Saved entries
——————————
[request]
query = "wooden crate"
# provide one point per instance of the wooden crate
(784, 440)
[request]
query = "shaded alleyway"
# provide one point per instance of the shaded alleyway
——————————
Do this -
Your task is to print all of the records exactly.

Output for this exercise -
[request]
query = "wooden crate"
# provide one point per instance of the wooden crate
(784, 440)
[request]
query = "shaded alleyway"
# provide one point per instance of the shaded alleyway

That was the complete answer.